Thursday 2 May 2024

Frank and Constructive?

Kate Forbes was not an MSP when same-sex marriage was enacted, says that she would have voted against it if she had been, but adds that the matter is closed. There were close allies both of Gordon Brown and of Jeremy Corbyn who differed from that position only in that they had indeed been MPs when they had voted against that measure. Nor did several of them agree with Forbes and with Joe Biden about being personally opposed to abortion, but not so as to wish to change the law; Ronnie Campbell was once nearly deselected for his efforts to change the law. John Smith also voted consistently to do so. Even one of Tony Blair's most ferocious supporters, John Reid, whom the Hard Blairites wanted to stand for Leader in 2007, was of that persuasion.

No, the coronation of John Swinney is the canonisation of gender self-identification. That is why a 34-year-old woman has had to yield to a 60-year-old man, and it is not happening only in Scotland. The Cass Report may as well never have been published for all the difference that it is making to the popular culture in which these matters are decided. The soaps and the nine o'clock flagship dramas are of course filmed long in advance, but things that are broadcast much sooner after completion, or even live, are making it quite clear that that Report may as well be one of those Declarations which the anti-vaxxers used to issue and then assume that everyone had heard of when only they had. If today's local election results were bad for the Conservatives, then any replacement of Sunak would be with Penny Mordaunt.

__Provided material__
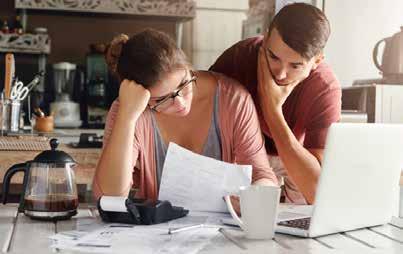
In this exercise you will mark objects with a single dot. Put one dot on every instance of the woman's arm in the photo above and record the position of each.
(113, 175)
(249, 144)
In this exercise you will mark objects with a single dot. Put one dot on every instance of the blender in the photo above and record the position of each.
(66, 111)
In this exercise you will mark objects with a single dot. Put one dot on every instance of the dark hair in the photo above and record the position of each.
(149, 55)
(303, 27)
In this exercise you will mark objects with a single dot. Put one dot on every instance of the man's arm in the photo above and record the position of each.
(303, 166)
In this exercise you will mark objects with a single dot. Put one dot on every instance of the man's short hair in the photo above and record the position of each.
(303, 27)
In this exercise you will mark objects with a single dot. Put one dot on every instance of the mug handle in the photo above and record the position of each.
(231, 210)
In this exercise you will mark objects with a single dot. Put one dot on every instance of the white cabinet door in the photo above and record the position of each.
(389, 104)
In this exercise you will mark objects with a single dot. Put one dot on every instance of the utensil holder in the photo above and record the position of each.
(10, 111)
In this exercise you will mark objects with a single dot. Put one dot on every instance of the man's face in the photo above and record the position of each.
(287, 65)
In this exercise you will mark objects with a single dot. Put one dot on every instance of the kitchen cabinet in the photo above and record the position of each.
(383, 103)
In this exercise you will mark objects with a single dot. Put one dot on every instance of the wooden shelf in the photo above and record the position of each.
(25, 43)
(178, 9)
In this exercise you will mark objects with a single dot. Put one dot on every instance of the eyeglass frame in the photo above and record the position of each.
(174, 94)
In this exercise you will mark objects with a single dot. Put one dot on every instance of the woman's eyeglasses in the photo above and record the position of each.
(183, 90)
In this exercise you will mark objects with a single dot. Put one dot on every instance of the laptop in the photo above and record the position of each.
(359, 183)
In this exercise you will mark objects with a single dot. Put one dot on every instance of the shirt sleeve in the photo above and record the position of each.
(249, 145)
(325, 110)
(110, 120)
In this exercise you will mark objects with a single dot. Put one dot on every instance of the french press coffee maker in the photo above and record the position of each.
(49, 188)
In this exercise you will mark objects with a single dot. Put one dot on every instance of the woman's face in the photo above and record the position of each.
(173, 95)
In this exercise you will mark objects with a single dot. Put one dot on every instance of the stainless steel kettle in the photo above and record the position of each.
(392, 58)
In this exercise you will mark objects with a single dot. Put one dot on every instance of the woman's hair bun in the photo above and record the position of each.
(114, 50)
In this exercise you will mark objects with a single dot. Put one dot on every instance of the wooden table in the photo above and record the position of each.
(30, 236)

--

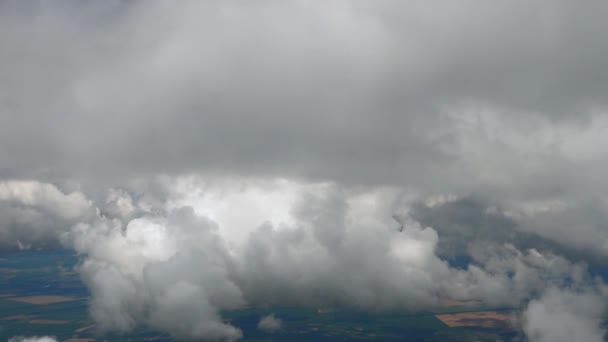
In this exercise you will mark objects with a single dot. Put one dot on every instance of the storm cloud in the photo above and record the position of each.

__Exercise tasks__
1) Based on the Kate Forbes post, do the statements below agree with it? Answer yes or no for each, and quote the exact words of the post that decide it.
(a) Kate Forbes was an MSP when same-sex marriage was enacted.
(b) John Smith voted consistently to change the law on abortion.
(c) If the local election results were bad for the Conservatives, any replacement of Sunak would be with Penny Mordaunt.
2) In the Kate Forbes post, list every person named in the paragraph beginning "Kate Forbes was not an MSP" other than Kate Forbes herself.
3) Write the next paragraph of the Kate Forbes post, picking up after its final sentence.

__Responses by task__
1)
(a) No: "Kate Forbes was not an MSP when same-sex marriage was enacted"
(b) Yes: "John Smith also voted consistently to do so."
(c) Yes: "If today's local election results were bad for the Conservatives, then any replacement of Sunak would be with Penny Mordaunt."

2) Gordon Brown, Jeremy Corbyn, Joe Biden, Ronnie Campbell, John Smith, Tony Blair, John Reid

3)
George Galloway, with his entirely LGB parliamentary staff, is typical of those of us whose insistence on the reality of biological sex and on the normativity of the traditional family makes us the most uncompromising opponents of the economic, and therefore also foreign, policies that are most corrosive of the latter and of its foundation in the recognition of the former. Those who sincerely believe themselves to be on our side while supporting those policies need to examine themselves. It was Smith whose signature policy was that employment rights should begin with employment and apply regardless of the number of hours worked. While Corbyn revived that commitment, we have today witnessed its formal abandonment by Keir Starmer, who of course never had the slightest intention of giving effect to it, so that that abandonment has gone almost unnoticed.

But when I tell you that there is going to be a hung Parliament, then you can take that to the bank. I spent the 2005 Parliament saying that it was psephologically impossible for the Heir to Blair's Conservative Party to win an overall majority. I predicted a hung Parliament on the day that the 2017 General Election was called, and I stuck to that, entirely alone, all the way up to the publication of the exit poll eight long weeks later. And on the day that Rishi Sunak became Prime Minister, I predicted that a General Election between him and Starmer would result in a hung Parliament.

I have no plan to join the Workers Party of Britain, although nor would I expect to stand against it. But if it did not contest North Durham, then I would. To strengthen families and communities by securing economic equality and international peace through the democratic political control of the means to those ends, including national and parliamentary sovereignty, we need to hold the balance of power. Owing nothing to either main party, we must be open to the better offer. But there does need to be a better offer. Not a lesser evil, which in any case the Labour Party is not. We have made a start.